Given data:
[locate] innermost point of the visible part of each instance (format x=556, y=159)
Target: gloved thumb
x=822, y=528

--

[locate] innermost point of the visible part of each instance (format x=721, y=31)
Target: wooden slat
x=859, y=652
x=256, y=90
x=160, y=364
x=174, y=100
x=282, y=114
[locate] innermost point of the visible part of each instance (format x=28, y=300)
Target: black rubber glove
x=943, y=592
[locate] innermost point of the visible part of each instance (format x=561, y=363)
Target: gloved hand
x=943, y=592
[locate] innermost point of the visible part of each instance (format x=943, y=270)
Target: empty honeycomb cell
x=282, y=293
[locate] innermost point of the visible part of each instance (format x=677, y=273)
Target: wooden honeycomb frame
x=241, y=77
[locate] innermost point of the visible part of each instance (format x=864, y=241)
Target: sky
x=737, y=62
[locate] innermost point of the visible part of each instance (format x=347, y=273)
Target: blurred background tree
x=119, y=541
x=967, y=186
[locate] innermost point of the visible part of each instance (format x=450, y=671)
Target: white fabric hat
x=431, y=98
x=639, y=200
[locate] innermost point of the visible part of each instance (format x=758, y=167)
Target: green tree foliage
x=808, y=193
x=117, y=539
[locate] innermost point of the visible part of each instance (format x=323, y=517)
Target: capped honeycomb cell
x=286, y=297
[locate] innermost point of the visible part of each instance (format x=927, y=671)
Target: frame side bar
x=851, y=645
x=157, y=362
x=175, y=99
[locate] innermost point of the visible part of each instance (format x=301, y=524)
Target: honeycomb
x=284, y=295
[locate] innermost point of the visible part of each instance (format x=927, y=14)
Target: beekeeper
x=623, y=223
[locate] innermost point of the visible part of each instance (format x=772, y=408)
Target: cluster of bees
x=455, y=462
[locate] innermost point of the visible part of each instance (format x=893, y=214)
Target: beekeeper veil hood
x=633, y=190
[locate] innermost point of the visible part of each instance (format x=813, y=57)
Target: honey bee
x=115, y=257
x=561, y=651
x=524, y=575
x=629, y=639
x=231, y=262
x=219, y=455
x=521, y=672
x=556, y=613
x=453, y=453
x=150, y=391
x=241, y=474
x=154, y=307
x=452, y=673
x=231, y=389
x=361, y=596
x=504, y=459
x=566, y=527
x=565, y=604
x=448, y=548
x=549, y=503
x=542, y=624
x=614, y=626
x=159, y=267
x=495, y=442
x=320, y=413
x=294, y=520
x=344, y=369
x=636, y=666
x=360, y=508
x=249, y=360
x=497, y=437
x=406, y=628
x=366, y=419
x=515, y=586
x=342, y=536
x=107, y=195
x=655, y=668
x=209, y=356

---

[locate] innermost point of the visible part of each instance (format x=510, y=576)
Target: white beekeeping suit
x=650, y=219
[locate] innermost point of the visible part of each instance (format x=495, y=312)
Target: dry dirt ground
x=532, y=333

Exercise instructions: Turn the entries above into a JSON list of strings, one string per line with blank lines skipped, starting at the line that has "(format x=510, y=576)" and stopping after the line that has "x=532, y=333".

Full response:
[
  "[locate] innermost point of the visible part of each instance (format x=510, y=576)",
  "Target: white beekeeping suit",
  "x=650, y=219",
  "[locate] innermost point of the visible part of each instance (format x=495, y=312)",
  "Target: dry dirt ground",
  "x=532, y=333"
]